#### [GOAL]
Will you quote all of the entries, word for word?

#### [RECORDS SHOWN]
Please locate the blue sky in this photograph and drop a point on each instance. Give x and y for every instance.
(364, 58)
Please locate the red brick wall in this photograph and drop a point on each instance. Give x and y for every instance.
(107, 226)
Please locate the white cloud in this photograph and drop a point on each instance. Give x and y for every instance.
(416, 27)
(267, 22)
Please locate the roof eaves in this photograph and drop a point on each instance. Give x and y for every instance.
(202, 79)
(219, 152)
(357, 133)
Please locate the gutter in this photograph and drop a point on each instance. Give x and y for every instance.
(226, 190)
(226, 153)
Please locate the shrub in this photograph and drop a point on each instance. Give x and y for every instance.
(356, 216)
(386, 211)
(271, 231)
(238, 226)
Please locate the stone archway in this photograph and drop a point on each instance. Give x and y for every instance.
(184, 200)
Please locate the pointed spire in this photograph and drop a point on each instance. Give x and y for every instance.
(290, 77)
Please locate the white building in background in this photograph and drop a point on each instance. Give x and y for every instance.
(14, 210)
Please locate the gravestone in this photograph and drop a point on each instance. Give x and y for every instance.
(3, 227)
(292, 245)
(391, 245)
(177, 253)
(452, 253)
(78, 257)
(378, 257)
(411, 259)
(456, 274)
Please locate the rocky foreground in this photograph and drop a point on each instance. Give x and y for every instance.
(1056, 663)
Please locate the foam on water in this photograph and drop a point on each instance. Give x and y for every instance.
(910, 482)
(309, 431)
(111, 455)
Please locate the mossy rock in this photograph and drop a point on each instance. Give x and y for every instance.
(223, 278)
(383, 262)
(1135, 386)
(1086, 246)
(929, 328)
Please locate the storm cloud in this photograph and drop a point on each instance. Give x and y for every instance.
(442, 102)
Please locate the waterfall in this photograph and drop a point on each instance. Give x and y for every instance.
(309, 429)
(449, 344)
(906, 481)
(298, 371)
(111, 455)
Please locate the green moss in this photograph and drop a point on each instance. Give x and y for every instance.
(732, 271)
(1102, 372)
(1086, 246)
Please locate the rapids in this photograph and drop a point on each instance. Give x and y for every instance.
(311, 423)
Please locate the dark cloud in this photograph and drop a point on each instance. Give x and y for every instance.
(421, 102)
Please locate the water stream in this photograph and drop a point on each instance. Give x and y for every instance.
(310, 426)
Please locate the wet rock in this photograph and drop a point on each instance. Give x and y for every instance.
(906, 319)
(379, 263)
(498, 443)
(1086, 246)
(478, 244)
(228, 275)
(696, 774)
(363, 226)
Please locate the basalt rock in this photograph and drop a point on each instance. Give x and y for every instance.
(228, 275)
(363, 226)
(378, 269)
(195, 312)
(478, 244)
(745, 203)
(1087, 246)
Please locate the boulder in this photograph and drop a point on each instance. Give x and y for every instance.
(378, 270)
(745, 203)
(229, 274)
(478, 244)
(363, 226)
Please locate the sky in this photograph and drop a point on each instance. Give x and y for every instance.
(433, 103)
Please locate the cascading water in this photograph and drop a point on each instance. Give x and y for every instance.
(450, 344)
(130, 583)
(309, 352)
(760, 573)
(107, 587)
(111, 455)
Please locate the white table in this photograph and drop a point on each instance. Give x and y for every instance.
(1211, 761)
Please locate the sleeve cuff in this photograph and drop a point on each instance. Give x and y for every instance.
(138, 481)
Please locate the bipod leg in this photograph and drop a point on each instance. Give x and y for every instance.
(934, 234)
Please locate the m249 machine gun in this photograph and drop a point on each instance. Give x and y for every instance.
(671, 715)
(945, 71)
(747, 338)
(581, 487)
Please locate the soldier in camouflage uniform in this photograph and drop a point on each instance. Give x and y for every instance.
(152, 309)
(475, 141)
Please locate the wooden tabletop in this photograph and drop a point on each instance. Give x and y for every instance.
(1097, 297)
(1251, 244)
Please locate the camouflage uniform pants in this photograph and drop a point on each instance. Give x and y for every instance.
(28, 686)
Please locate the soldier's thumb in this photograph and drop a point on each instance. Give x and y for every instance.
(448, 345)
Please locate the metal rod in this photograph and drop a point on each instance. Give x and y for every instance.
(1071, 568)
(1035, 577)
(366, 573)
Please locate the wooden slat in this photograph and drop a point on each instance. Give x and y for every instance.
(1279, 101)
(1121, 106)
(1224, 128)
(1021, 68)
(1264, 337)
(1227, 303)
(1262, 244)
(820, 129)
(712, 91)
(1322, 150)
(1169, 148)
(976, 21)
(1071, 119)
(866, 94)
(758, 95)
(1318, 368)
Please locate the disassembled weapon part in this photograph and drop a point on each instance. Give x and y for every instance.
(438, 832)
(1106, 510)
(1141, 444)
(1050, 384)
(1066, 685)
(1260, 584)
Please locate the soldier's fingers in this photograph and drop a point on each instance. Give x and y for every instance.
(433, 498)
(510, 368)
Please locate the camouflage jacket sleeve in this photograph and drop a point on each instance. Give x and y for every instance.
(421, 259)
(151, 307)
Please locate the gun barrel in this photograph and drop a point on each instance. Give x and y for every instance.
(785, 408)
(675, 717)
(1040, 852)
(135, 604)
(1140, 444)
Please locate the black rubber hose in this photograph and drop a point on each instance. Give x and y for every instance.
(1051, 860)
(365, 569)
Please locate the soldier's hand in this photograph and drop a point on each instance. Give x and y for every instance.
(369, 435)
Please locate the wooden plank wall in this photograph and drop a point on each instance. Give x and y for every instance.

#### [SOLUTION]
Please locate the blue sky in this photograph and drop a point on each instance. Give x and y for every instance.
(364, 58)
Please locate the red brick wall in this photograph and drop a point on each instance. Give x and y for every instance.
(107, 226)
Please locate the white cloud in this photograph and drop a point on each instance. Give x and y for every instance.
(416, 27)
(267, 22)
Please locate the roof eaves in this photograph and drop a point on each instance. Give x and y for every instance.
(202, 79)
(219, 152)
(357, 133)
Please locate the gutter in this photograph and drop a point on each instance. Give x and y for every instance.
(226, 190)
(226, 153)
Please locate the shrub in this photograph and drop a point on each instance. Give x and y for every instance.
(356, 216)
(386, 211)
(271, 231)
(238, 226)
Please locate the stone archway in this photograph and drop a point on each instance. Give x and y for every instance.
(184, 200)
Please locate the pointed spire in this photograph and drop a point on each instance. Give x and y for every instance.
(290, 77)
Please locate the white building in background in this photograph and drop a point on each instance. Give x and y for every instance.
(14, 210)
Please locate the gravestone in this photograph and drop a point on each instance. Give x and y for every instance.
(3, 227)
(292, 245)
(391, 245)
(177, 253)
(452, 253)
(78, 257)
(378, 257)
(411, 259)
(456, 274)
Please locate the rocky foreground in this photograph and drop a point on each instance. Give x and y for every instance.
(1056, 663)
Please locate the foam on water in this photograph and drop a point on each instance. Give x and y for every instance.
(910, 482)
(309, 431)
(111, 455)
Please locate the mossy rock in this photograph and drop a point on each instance. Give x and y for every instance.
(223, 278)
(383, 262)
(1135, 386)
(1086, 246)
(929, 328)
Please locate the storm cloud in this photograph and drop a point on each instance. Give x and y for every instance.
(442, 102)
Please locate the waterfall in this photograph and drop a point on each instance. Give x and y for every instance.
(309, 429)
(449, 344)
(906, 481)
(298, 371)
(111, 455)
Please locate the green moss in this photograph and drop a point on each instance. Give x and y for every instance.
(732, 271)
(1102, 372)
(1086, 246)
Please locate the rapids in this photograph and drop a point on each instance. Give x and y for every instance.
(311, 423)
Please locate the dark cloud in this photograph and drop a point on each instance. Give x and y for every instance.
(421, 102)
Please locate the water stream in this photograph and drop a point on each instance. Give x and y for every instance.
(310, 426)
Please locate the wet rock in this photograph and drop a point on each instance. Give x and y for every instance.
(906, 319)
(379, 263)
(498, 443)
(1086, 246)
(478, 244)
(228, 275)
(696, 774)
(363, 226)
Please locate the basalt rock in this photograph and drop a point on each instance. Give x and y for every instance.
(228, 275)
(363, 226)
(378, 269)
(195, 312)
(478, 244)
(745, 203)
(1087, 246)
Please locate the boulder in this photograph and drop a point on each instance. Give x and y for every instance.
(378, 270)
(745, 203)
(229, 274)
(478, 244)
(363, 226)
Please locate the sky in this photograph and drop a point on each instance. Give x and y for every instance.
(433, 103)
Please locate the cascading water in this photograph and drop a point on each instance. Give x and y for every instance.
(450, 344)
(130, 583)
(309, 352)
(760, 573)
(107, 587)
(111, 455)
Please locate the white table in this photograph and drop a point on each instance. Give x and y for every instance.
(1211, 761)
Please locate the sleeve cuff in this photograph and drop a point on each instance. Give x and y for every instance.
(138, 481)
Please locate the bipod leg in this photograph and drop a point on each instance. Give x and y for every instance.
(934, 234)
Please locate the m249 machine gun in this photograph and drop a point on each instance. Give x and y for every instance.
(671, 715)
(945, 71)
(747, 338)
(581, 487)
Please locate the soldier in camouflage uniform in this photograph and drop a point on each instance. Give x and y for every instance.
(152, 309)
(475, 141)
Please locate the wooden tabletop in this photograph and drop a point on each instance. Give x and y for every instance.
(1097, 297)
(1251, 244)
Please locate the camouflage uniform pants in this photograph and drop a point on each instance. Give x and y for every instance.
(28, 686)
Please locate the soldier's thumb in this photograph and drop a point on each instance. Give x and y for every instance.
(448, 345)
Please locate the metal rod in this photograph and drop a point on each instance. Give x and y for every instance.
(1071, 568)
(1035, 577)
(366, 573)
Please locate the wooden slat in this photograph and drop a point on each instance. Give x and y for every instance.
(1279, 101)
(1121, 106)
(1224, 128)
(1021, 68)
(1264, 337)
(1227, 303)
(1262, 244)
(820, 129)
(712, 91)
(1322, 150)
(1169, 148)
(976, 21)
(1071, 119)
(866, 94)
(758, 95)
(1318, 368)
Please locate the disassembled weapon part in this photograph and drop a point on each instance. Give x and y for every instance.
(438, 832)
(1106, 510)
(1141, 444)
(1050, 384)
(1066, 685)
(1260, 584)
Please locate the soldier's fingers in this photograph and drop a point on each instance. Give x and y for every instance.
(433, 498)
(510, 368)
Please locate the camouflage jacket sleeve in this photograph and drop a point on each instance. Give x and y for every instance.
(421, 259)
(151, 307)
Please locate the gun barrel in this photograph and drop a point on each instance. Give x and y for every instance.
(785, 408)
(675, 717)
(1040, 852)
(135, 604)
(1140, 444)
Please locate the black rubber hose in this photograph and drop a point on each instance. Give x and y for every instance.
(1051, 860)
(365, 569)
Please locate the soldier's hand in this photograph and drop a point on each instance. Give x and y for every instance.
(369, 435)
Please locate the wooden plank wall in this photograph and drop a point on each instance. Give x and y for every instance.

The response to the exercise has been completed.